Please copy every line below that contains the string "window".

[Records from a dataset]
+ + +

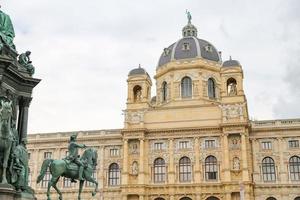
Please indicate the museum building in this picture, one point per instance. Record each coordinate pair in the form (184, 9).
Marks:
(192, 141)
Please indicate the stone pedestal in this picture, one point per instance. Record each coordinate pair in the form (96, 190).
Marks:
(8, 192)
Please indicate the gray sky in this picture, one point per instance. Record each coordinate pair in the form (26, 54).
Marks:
(83, 51)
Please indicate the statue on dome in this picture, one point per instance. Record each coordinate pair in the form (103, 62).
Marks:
(7, 32)
(189, 16)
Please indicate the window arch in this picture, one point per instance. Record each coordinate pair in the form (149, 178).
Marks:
(164, 91)
(294, 165)
(186, 87)
(268, 169)
(211, 168)
(159, 170)
(185, 198)
(271, 198)
(212, 198)
(114, 174)
(185, 170)
(231, 87)
(211, 86)
(137, 93)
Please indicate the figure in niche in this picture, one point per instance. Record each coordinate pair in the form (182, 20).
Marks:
(135, 168)
(231, 87)
(236, 163)
(137, 90)
(25, 62)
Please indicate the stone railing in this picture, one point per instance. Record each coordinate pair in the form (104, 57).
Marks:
(275, 123)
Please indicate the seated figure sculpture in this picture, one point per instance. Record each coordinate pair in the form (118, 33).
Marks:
(73, 156)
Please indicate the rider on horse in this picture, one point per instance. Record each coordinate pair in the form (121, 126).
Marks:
(73, 155)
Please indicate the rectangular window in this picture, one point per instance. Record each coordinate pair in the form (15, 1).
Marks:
(90, 184)
(114, 152)
(294, 144)
(183, 144)
(158, 145)
(266, 145)
(47, 155)
(46, 179)
(210, 144)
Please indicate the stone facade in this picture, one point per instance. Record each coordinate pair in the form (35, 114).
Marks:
(192, 141)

+ + +

* WRITTEN SOLUTION:
Please indicate the window arch in this picture, one point per instance. Record each coordinate pair in the form (149, 178).
Please indicate the rectangular window in this picture, one point per instance. Record each coordinate pair in the form (15, 1).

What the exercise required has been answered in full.